SEITENAUSZUG ::

Vom Schotter auf die Langstrecke und zurück: Der amtierende Rallye-Weltmeister Sébastien Loeb - der mit seinem Michelin-bereiften Citroën Xsara auch die aktuelle WM-Tabelle souverän anführt - startet am 18./19. Juni in einem Pescarolo-Judd bei den „24 Stunden von Le Mans“.
? Stimmt es, das du dich tatsächlich an der Playstation auf den
„Circuit des 24 Heurs“ vorbereitet hast?
Sébastien Loeb Das war tatsächlich so. Eric Hélary, mein
Teamkollege bei Pescarolo, bestätigte, dass die Strecke und das Gefühl
am Steuer im Videospiel sehr akkurat wiedergegeben werden. Das heißt
aber nicht, dass ich wie am Bildschirm ab der ersten Runde Kurven im fünften
Gang voll nehmen werde. Die Wirklichkeit ist immer noch etwas anderes.
? Die Reifenwahl dürfte auf der echten Strecke auch etwas komplexer
sein… Kannst du bei den Sportwagen dein Know-how und deine Erfahrung
aus der Rallye einbringen?
SL In beiden Serien willst du vor allem eines haben: Grip - Grip in Kurven,
Grip beim Bremsen, Grip beim Beschleunigen und für die Traktion. Im Rallye-Auto
wünsche ich mir außerdem Reifen mit progressiver Charakteristik.
Das bedeutet, dass die Pneus mich sozusagen warnen, bevor sie über dem
Limit sind. Ich „lehne“ mich oft regelrecht an die Hinterreifen
an und möchte das Auto spüren. Außerdem mag ich es, wenn die
Reifen im Grenzbereich noch eine exakte Rückmeldung geben. Deswegen wähle
ich tendenziell eine härtere Laufflächenmischung, die mehr Präzision
und Konstanz verspricht.
? Stellst du an die Michelin-Reifen deines Pescarolo-Judd in Le Mans
dieselben Ansprüche?

SCHRIFTLICHE AUFGABE 1 :: Gib aus dem Interview die Passage von "SL In beiden" bis "mit progressiver Charakteristik." wortgetreu aus.
SCHRIFTLICHE AUFGABE 2 :: Zähle alle Situationen auf, in denen sich Loeb laut dem Interview Grip wünscht.
SCHRIFTLICHE AUFGABE 3 :: Schreibe das Interview mit Sébastien Loeb im Anschluss an die zuletzt gestellte Frage weiter.
Die anschließenden Einträge sind eigenständiges Material und gehören nicht zum Interview.

(Datensatzeinträge zu Objektpositionen)
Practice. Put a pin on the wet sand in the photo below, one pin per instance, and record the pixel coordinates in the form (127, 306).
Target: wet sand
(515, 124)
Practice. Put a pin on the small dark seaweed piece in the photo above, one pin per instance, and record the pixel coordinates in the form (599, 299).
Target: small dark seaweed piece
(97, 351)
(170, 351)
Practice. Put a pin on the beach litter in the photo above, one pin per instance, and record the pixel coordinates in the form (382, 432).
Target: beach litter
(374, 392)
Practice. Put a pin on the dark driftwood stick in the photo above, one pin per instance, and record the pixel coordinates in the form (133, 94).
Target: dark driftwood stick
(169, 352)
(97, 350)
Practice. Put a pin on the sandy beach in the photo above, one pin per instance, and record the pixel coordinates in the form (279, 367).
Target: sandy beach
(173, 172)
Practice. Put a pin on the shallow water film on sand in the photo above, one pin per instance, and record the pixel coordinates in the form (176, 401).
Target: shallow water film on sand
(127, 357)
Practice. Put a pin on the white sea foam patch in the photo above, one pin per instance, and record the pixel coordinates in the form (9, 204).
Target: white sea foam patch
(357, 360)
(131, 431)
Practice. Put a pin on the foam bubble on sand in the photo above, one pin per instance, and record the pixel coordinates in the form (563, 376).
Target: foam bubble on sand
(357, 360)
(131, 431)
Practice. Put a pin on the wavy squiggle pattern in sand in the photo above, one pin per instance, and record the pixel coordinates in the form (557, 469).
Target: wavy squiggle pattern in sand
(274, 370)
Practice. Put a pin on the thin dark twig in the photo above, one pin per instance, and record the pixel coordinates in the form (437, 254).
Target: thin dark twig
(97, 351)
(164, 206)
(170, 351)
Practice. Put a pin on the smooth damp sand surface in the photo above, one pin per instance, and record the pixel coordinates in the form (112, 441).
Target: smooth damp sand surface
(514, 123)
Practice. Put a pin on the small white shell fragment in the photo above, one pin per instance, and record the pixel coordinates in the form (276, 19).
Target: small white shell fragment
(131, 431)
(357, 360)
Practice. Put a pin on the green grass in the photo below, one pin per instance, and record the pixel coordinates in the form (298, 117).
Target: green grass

ANTWORT 1 ::
SL In beiden Serien willst du vor allem eines haben: Grip - Grip in Kurven,
Grip beim Bremsen, Grip beim Beschleunigen und für die Traktion. Im Rallye-Auto
wünsche ich mir außerdem Reifen mit progressiver Charakteristik.

ANTWORT 2 :: in Kurven, beim Bremsen, beim Beschleunigen, für die Traktion

ANTWORT 3 ::
SL Im Langstrecken-Rennsport müssen die Pneus sogar noch präziser
reagieren. Das Auto ist heikler zu fahren und schwieriger abzufangen, wenn
etwas schief läuft. Du kannst es nicht herumwerfen wie ein World Rally
Car. Im Rallye-Auto kannst du selbst in schnellen Kurven noch am Lenkrad korrigieren,
wenn es eng wird oder du die Linie nicht exakt getroffen hast. Im Prototypen
ist das unvorstellbar. Dort muss alles passen, was wiederum bedeutet, dass
deine Reifen dir diese Präzision ermöglichen müssen. Ich glaube,
dass es länger dauert, das Limit eines Langstreckenreifens zu finden
als eines Rallye-Pneus. Vielleicht liegt es an meiner mangelnden Erfahrung
auf der Rundstrecke, aber momentan fühle ich Auto und Reifen nicht im
gleichen Maße „arbeiten“ wie im Xsara WRC. Dort spüre
ich, wie sich mein Auto bewegt. Ich ahne seine Reaktionen voraus und kann
sogar mit ihnen spielen.
? Wirken sich Parameter wie Laufflächenmischung oder Luftdruck in
beiden Serien gleich aus?
SL Beim Rallyefahren kann ich ohne Weiteres zum Beispiel zwischen weichen
und Medium-Mischungen unterscheiden. Das ist im Rennwagen noch nicht der Fall.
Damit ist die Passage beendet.